Quote every sentence in the account of the office redundancies that ends with an exclamation mark.

### EXCERPT PROVIDED
** Start **

A few months back there was a warning at work of impending redundancies and invitations were being accepted for consideration on a voluntary basis.

I work in an office of three and we all do the same job. Firstly, one of the chaps was due to retire next year anyway and secondly, the other was planning to emigrate in the not too distant.

Which leaves me. Little old, desperate to find something else to do with my life, me.

Needless to say the other two put in their applications for voluntary redundancy (and a big fat cheque to leave with), no surprises there. The boss wasn't prepared to accept the loss of one of them, until he discovered his intent to emigrate anyway, and so both applications were eventually accepted.

Leaving me. I had mused with the idea of taking the money and running if they would accept my redundancy – and, ho ho ho! How I wish with hindsight that I had ignored my better judgement now.

In light of losing two members of a three man team, the decision was taken to outsource our roles because finding replacements with the skills would be seriously expensive and training cost-effective replacements would take too long.

That's right – I'm redundant! Only, I'm not.

Some bugger apparently has decided to retain me anyway – bravo for the vote of confidence! If only I believed for a second that I had been kept on merit alone.

So that is part one of the explanation behind why I am and have been for a couple of months a walking ball of fury and hatred ...and after a couple of months it is not abating, more like intensifying.

** End **

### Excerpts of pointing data
** Start **

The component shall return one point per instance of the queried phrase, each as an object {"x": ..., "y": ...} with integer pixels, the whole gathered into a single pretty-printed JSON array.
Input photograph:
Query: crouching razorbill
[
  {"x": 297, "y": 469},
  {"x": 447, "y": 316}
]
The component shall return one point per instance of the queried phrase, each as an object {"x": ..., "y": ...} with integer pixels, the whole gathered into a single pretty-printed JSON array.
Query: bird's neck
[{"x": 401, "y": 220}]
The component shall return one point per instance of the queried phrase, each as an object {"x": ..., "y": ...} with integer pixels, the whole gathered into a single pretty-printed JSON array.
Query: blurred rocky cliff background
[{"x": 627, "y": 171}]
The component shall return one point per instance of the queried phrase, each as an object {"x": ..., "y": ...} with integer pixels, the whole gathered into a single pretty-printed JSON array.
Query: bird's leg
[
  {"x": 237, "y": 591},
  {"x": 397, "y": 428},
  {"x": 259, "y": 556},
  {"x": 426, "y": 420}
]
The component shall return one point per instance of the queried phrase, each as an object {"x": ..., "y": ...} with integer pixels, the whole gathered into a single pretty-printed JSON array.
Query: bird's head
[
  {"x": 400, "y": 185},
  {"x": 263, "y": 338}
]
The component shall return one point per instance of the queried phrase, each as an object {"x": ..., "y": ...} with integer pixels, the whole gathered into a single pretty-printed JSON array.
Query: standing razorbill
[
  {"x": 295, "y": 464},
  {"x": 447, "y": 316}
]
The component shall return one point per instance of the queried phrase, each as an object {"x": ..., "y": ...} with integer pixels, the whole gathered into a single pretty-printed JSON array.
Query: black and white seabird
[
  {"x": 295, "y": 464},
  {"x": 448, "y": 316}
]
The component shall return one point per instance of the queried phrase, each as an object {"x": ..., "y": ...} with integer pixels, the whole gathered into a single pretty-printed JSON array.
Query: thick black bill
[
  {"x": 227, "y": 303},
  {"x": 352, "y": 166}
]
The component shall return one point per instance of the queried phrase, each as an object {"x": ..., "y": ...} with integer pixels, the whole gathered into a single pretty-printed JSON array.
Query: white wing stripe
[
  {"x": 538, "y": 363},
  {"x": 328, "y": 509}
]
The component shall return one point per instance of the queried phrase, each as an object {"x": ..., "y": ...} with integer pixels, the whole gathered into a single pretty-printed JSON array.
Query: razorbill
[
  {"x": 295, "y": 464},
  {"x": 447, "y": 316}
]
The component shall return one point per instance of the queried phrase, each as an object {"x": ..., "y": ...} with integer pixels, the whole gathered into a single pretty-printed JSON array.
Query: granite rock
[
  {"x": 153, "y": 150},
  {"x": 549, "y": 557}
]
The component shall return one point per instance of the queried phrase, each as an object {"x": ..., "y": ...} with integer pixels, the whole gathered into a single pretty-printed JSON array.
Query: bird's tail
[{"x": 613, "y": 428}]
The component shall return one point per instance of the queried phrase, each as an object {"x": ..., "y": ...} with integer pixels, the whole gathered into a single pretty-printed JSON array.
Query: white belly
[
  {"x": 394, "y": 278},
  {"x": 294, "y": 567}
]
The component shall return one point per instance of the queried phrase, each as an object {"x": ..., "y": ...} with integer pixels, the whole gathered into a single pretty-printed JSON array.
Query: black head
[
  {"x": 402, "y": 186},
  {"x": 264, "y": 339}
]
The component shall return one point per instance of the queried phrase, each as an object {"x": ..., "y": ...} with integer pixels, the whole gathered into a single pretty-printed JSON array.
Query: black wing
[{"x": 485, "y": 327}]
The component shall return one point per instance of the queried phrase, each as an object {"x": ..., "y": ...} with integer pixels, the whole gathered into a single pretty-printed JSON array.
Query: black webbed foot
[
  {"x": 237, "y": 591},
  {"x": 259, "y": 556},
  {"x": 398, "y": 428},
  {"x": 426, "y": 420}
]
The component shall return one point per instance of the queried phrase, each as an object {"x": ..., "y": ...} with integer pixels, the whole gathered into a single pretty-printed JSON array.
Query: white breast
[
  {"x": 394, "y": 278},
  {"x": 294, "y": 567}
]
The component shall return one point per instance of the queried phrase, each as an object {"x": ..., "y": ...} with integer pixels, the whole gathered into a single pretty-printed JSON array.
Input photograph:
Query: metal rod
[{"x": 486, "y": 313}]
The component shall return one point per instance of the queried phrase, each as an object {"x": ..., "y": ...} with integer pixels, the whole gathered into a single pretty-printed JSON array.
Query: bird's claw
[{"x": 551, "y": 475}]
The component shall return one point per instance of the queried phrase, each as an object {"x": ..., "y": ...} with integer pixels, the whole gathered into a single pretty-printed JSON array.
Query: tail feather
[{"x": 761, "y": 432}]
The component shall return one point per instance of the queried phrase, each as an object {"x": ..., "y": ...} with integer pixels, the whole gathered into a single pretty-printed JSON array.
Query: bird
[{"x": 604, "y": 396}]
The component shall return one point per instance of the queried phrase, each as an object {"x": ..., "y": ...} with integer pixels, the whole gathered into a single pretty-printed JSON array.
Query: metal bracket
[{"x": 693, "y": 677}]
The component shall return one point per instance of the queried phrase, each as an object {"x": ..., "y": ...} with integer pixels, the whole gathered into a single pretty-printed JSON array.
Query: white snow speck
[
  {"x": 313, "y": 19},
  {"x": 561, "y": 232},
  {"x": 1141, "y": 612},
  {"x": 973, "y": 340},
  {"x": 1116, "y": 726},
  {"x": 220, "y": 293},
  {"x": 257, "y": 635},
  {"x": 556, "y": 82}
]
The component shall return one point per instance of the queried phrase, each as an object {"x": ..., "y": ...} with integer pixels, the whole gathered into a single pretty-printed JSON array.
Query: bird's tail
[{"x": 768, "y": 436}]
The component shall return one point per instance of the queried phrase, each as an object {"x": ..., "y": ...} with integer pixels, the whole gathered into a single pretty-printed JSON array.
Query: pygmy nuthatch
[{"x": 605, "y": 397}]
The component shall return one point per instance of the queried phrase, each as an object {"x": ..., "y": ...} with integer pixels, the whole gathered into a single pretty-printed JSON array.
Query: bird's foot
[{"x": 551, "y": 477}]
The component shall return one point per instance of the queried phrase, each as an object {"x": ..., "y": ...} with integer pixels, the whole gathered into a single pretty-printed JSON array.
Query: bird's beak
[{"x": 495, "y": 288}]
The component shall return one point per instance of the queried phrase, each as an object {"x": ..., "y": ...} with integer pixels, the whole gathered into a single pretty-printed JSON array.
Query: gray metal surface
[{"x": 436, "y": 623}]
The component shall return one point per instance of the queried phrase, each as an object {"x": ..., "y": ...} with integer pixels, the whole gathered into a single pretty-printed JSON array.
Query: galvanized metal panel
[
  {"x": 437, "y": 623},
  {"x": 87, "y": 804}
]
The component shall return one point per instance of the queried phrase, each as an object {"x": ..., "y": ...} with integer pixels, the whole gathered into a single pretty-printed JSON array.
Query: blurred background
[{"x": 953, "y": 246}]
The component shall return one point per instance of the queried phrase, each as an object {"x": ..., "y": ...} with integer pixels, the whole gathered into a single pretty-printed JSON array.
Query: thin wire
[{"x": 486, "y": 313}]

** End **

### WRITTEN ANSWER
- "I had mused with the idea of taking the money and running if they would accept my redundancy – and, ho ho ho!"
- "That's right – I'm redundant!"
- "Some bugger apparently has decided to retain me anyway – bravo for the vote of confidence!"